- Task description -
The expected answer holds every line from the first line of the data below through the line containing "Q: For each instance of the speckled", exactly as written, and no other line.

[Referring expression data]
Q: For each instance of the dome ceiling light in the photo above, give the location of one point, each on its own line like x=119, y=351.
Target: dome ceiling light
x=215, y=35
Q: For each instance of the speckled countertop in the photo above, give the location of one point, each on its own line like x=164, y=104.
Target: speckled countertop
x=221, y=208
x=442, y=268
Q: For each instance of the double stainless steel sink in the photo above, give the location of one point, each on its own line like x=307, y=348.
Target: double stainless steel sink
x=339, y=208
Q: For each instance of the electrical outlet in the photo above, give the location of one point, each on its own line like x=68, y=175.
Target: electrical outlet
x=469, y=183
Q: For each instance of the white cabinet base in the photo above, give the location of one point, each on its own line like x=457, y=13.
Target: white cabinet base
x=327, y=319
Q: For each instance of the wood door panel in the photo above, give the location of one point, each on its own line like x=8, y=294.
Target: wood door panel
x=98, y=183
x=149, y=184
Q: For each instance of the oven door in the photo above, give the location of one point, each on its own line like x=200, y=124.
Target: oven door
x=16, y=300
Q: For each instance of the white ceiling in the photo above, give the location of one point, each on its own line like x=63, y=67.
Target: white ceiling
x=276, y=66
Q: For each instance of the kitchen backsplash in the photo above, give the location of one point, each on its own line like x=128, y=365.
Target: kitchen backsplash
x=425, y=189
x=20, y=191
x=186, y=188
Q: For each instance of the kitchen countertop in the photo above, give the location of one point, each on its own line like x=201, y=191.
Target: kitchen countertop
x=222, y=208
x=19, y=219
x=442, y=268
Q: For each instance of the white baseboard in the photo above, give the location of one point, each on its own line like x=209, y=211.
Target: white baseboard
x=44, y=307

- Written response -
Q: For each instance of the dome ceiling light in the photo above, give the location of one point, each on its own line like x=119, y=351.
Target: dome ceiling light
x=215, y=35
Q: For each instance of the speckled countertop in the photo above, give the location of one point, each on its own line like x=164, y=104.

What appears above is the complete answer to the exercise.